Tugas Latihan:
A. Jawablah pertanyaan berikut berdasarkan teks tentang Azizah:
(i) Berapa lama kira-kira proses Azizah belajar memasak?
(ii) Pada tahun berapa Azizah mulai serius dengan bisnis kulinernya?
(iii) Jabatan apa yang dipegang Azizah di partai politik lokal?
B. Teruskan teks tentang Azizah dengan beberapa kalimat yang menyambung kalimat terakhirnya.

Teks Sumber:
━━━━
Ia mengaku, baru bisa fokus menggeluti profesi masak-memsak setelah situasi di wilayah itu damai. Lebih kurang selama 15 tahun proses dia belajar masak.
Restoran Khas Aceh
Azizah mulai serius dengan bisnis kuliner nya itu sekitar dua tahun lalu yakni 2019, ia bertekad membuka sebuah rumah makan dengan rasa khas Aceh di ibu kota Provinsi Aceh.
Fokus menjalankan usaha, Azizah kemudian melepas- semua jabatannya yang berhubungan dengan organisasi, perkantoran hingga dunia perpolitikan Aceh. Bahkan posisinya sebagai Panglima Inong Balee GAM Aceh pun ditinggalkan.
Sebelumnya, selain memegang amanah sebagai Panglima Inong Bale, Azizah memiliki posisi penting di partai politik lokal, yaitu sebagai Bendahara Partai Aceh Kota Banda Aceh.
Ia juga meninggalkan pekerjaannya sebagai staf di kantor Komisi Independen Pemilihan (KIP) Aceh. Meski jabatan itu dilepasnya, namun ternyata Azizah sempat menyelesaikan kuliah sarjana Administrasi Negara di Universitas Iskandar Muda (Unida) Banda Aceh.
━━━━
Catatan dari sebuah koleksi:
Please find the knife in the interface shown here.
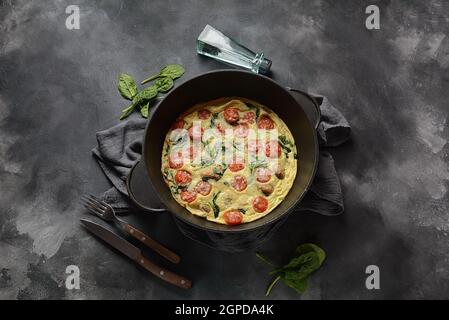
[81,219,192,289]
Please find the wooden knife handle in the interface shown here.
[137,256,192,289]
[125,224,181,263]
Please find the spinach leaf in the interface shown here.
[154,77,173,93]
[248,160,268,173]
[256,243,326,296]
[120,86,157,120]
[246,102,260,121]
[117,73,137,100]
[117,64,185,120]
[210,113,218,128]
[141,64,185,84]
[160,64,185,80]
[278,135,293,158]
[133,85,158,106]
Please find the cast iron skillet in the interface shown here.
[143,70,318,233]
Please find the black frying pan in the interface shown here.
[143,70,318,233]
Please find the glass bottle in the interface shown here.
[196,25,271,74]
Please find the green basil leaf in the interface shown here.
[154,77,173,93]
[159,64,185,80]
[133,85,157,106]
[117,73,137,100]
[140,102,150,118]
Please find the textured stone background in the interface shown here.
[0,0,449,299]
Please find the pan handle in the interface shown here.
[287,87,323,129]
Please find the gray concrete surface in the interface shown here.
[0,0,449,299]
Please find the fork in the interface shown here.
[81,194,181,263]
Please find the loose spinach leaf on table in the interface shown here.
[141,64,185,84]
[120,86,157,120]
[117,64,185,120]
[256,243,326,296]
[117,73,137,100]
[154,77,173,93]
[133,85,158,106]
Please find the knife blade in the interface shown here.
[81,219,192,289]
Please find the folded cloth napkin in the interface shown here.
[92,95,351,215]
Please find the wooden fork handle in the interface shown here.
[136,255,192,289]
[124,224,181,263]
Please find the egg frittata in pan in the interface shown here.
[161,97,297,225]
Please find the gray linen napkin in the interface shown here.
[92,95,351,215]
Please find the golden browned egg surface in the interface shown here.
[161,97,297,225]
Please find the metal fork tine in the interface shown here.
[83,196,107,210]
[87,194,107,209]
[86,201,106,214]
[84,204,103,218]
[90,195,109,208]
[81,198,106,214]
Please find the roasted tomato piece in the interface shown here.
[265,140,282,158]
[228,162,245,172]
[181,190,196,203]
[256,168,271,183]
[189,125,204,140]
[234,123,249,138]
[223,210,243,226]
[175,170,192,186]
[195,181,212,196]
[198,109,211,120]
[223,107,240,124]
[257,114,274,130]
[168,152,184,169]
[231,175,248,191]
[243,111,256,124]
[171,119,185,130]
[253,196,268,213]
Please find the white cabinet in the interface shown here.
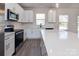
━━━━
Jawaban Bernomor:
A.
(i) Lebih kurang 15 tahun.
(ii) Tahun 2019.
(iii) Bendahara Partai Aceh Kota Banda Aceh.

B.
"Saya ingin fokus mengelola usaha yang sedang saya geluti saat ini. Maka semuanya yang berhubungan dengan politik sudah saya tinggal," kata Azizah.
Dengan membuka usaha rumah makan ia bisa membantu orang lain dengan memberikan pekerjaan, bahkan ikut membantu mengurangi pengangguran.
Saat ini, jumlah karyawan di rumah makan khas Aceh yang dinamai Dapur Asik Ummi itu mencapai 21 orang, dengan sistem kerja shift tim hari dan malam.
Di rumah makan Dapur Asik Ummi ini, tersedia berbagai menu makanan khas Aceh seperti kuah beulangong (kari kambing/sapi), ayam goreng, udang windu goreng, sie reuboh (daging rebus), hingga tiram.
Selanjutnya, juga ada keumamah khas Aceh (ikan yang dimasak basah dan kering), kuah pliek chu (gulai siput), serta berbagai bermacam sajian khas hasil buatan tangannya.
Di malam hari tersedia menu seperti nasi goreng, khusus yang memiliki nilai sejarah, mie sop sengkel dan menu khusus yaitu "lontong konflik legendaris".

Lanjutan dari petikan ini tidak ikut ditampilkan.